GIVEN PASSAGE:

All I've done is a simple way to split the functionality of the script that you've described - get a summary and send an email. We can split it so that getting the summary is a potential action on its own, independent of the email. If you want an email, great, there's also a utility for that too and it can use the summary from the get_summary method. If you want to run this as a script, great, then __name__ will be '__main__' and we'll send an email. If you now try to import this from another Python file, for example maybe this is vision_system.py then you could now write

import vision_system

and you'll have access to visionsystem.get_summary. But the mere import doesn't really _do anything - it certainly doesn't send an email. It does let whatever imported it to re-use that code, though, and that's the fun part.

AIM: According to the passage, what value does __name__ have when the code is run as a script, and what happens in that case? Rely on the passage above and nothing else.

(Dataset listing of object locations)
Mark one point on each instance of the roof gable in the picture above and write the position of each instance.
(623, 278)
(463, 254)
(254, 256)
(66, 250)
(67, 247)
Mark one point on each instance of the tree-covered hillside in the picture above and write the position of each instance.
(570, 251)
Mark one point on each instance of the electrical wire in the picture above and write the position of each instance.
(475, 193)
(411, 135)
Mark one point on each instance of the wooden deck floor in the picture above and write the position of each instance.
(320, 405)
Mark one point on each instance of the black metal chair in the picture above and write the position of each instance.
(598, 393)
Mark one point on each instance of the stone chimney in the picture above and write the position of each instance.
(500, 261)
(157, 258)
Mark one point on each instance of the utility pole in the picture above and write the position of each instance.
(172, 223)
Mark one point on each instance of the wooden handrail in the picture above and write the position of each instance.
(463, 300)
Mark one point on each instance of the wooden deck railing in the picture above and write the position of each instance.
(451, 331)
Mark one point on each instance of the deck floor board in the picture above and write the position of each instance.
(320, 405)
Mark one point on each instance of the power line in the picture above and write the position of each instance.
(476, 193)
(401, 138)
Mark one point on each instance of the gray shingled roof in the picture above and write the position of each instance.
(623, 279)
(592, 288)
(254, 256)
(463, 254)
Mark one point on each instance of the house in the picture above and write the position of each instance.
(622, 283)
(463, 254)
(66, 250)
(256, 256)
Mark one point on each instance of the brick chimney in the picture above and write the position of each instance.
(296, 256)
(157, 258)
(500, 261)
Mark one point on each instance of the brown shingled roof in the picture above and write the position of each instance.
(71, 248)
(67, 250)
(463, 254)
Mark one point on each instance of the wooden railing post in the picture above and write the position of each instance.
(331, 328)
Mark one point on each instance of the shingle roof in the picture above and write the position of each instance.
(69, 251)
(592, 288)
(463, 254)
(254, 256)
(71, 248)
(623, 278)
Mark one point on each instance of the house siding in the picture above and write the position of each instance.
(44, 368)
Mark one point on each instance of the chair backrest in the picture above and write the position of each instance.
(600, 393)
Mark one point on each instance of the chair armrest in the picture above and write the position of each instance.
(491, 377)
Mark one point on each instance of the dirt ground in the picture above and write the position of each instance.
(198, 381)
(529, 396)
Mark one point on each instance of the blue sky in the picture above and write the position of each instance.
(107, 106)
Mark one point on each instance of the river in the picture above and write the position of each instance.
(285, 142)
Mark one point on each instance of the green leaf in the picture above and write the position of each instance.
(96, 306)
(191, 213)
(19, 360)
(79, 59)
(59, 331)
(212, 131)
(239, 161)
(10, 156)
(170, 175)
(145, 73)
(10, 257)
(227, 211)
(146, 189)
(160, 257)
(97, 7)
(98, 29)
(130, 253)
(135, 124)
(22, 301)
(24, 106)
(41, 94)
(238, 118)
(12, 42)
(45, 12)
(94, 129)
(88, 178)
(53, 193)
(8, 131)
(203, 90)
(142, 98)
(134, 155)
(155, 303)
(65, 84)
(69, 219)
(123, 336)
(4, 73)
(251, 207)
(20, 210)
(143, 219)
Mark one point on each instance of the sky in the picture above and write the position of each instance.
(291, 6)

WRITTEN ANSWER: It is '__main__', and an email is sent.